Gothic Sublime

Gothic literature is sublime and let’s ascertain the reasons for it being so. I would like to use the following paraphernalia for doing it. They are New Criticism, Existentialism, Psychoanalysis, Marxian Criticism, Deconstruction and Feminism.

New Criticism is the analysis of tropes or figures of speech used in literature. The tropes in Gothic Literature bear a semblance of illumination. They dissect the human psyche to portray the storm of inner angst. When we read into the tropes of Gothic Literature we are filled with awe, fixated to a neurotic delirium and we become fascinated with the flux of psychedelic mania. Gothic literature is fanciful, ornamental and hyperbolic. There is a tendency to portray the supernatural realm through the lens of being human. The pathetic dilemma of human condition is portrayed vividly through using neurotic and psychotic features.

------------------------------------------------

* _What you will do_
A - Print the passage of the text on the Gothic sublime starting with "Gothic Sublime" and going on through "Deconstruction and Feminism.".
B - Condense the paragraph of the text on the Gothic sublime that opens "New Criticism is the analysis," keeping its main points.
The records that come after this have no part in it.

------------------------------------------------

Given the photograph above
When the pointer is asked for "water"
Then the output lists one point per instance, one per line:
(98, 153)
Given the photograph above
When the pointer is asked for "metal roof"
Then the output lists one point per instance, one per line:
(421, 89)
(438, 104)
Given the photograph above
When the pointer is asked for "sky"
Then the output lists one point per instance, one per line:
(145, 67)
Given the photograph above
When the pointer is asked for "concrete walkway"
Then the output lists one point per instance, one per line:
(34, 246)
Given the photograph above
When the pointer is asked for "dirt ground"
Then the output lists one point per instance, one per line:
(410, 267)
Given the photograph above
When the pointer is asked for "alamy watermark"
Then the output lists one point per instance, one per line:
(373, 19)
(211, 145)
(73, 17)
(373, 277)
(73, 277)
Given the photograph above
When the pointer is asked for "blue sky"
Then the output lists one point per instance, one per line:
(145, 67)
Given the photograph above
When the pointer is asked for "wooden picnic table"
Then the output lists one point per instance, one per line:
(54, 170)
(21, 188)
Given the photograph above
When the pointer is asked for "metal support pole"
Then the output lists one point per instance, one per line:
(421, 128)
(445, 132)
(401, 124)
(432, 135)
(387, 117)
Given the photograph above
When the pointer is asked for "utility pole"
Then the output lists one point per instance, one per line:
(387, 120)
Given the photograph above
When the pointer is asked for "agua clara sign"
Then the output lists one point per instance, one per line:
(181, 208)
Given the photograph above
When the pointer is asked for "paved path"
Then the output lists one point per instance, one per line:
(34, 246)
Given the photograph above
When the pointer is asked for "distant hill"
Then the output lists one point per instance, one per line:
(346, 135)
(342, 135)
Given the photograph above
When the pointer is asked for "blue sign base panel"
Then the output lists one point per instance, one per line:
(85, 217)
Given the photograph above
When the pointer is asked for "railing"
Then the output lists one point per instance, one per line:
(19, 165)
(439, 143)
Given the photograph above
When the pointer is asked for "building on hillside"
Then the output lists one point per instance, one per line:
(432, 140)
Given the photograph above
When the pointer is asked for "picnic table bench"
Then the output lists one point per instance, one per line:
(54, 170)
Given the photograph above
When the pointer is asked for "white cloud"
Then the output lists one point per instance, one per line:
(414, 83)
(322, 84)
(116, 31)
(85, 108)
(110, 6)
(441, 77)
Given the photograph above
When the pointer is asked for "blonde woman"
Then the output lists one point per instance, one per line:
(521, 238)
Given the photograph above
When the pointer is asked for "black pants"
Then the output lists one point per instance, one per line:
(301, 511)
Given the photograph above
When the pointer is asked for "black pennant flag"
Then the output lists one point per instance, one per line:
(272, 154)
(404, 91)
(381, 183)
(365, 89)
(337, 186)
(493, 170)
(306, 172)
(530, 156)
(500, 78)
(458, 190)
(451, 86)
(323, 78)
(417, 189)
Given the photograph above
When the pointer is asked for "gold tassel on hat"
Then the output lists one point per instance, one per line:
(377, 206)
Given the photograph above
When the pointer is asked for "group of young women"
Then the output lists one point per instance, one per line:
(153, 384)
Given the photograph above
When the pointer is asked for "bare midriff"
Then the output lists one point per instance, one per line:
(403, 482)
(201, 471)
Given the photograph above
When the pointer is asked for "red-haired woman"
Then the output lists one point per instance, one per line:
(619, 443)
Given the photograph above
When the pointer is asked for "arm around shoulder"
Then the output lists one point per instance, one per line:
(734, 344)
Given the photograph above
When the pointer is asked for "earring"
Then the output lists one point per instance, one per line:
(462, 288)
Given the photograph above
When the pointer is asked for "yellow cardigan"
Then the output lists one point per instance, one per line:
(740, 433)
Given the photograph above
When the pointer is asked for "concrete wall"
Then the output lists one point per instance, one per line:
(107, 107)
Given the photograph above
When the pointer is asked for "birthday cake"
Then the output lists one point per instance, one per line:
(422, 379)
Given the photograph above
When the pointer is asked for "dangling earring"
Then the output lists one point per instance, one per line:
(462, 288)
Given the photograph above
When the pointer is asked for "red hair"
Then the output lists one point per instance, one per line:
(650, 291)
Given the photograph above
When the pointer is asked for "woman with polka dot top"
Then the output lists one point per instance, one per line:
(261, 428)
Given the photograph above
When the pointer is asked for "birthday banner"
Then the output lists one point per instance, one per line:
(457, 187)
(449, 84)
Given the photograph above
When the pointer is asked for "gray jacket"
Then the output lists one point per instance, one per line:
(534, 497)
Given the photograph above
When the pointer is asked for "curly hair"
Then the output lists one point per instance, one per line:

------------------------------------------------

* _Exercise solutions_
A -
Gothic Sublime

Gothic literature is sublime and let’s ascertain the reasons for it being so. I would like to use the following paraphernalia for doing it. They are New Criticism, Existentialism, Psychoanalysis, Marxian Criticism, Deconstruction and Feminism.

B - New Criticism analyzes the tropes, or figures of speech, used in literature. In Gothic literature, these tropes bear a semblance of illumination and dissect the human psyche to portray inner angst. Reading them fills us with awe, neurotic delirium, and fascination with psychedelic mania. The genre is fanciful, ornamental, and hyperbolic, tends to portray the supernatural through a human lens, and vividly shows the pathetic dilemma of the human condition through neurotic and psychotic features.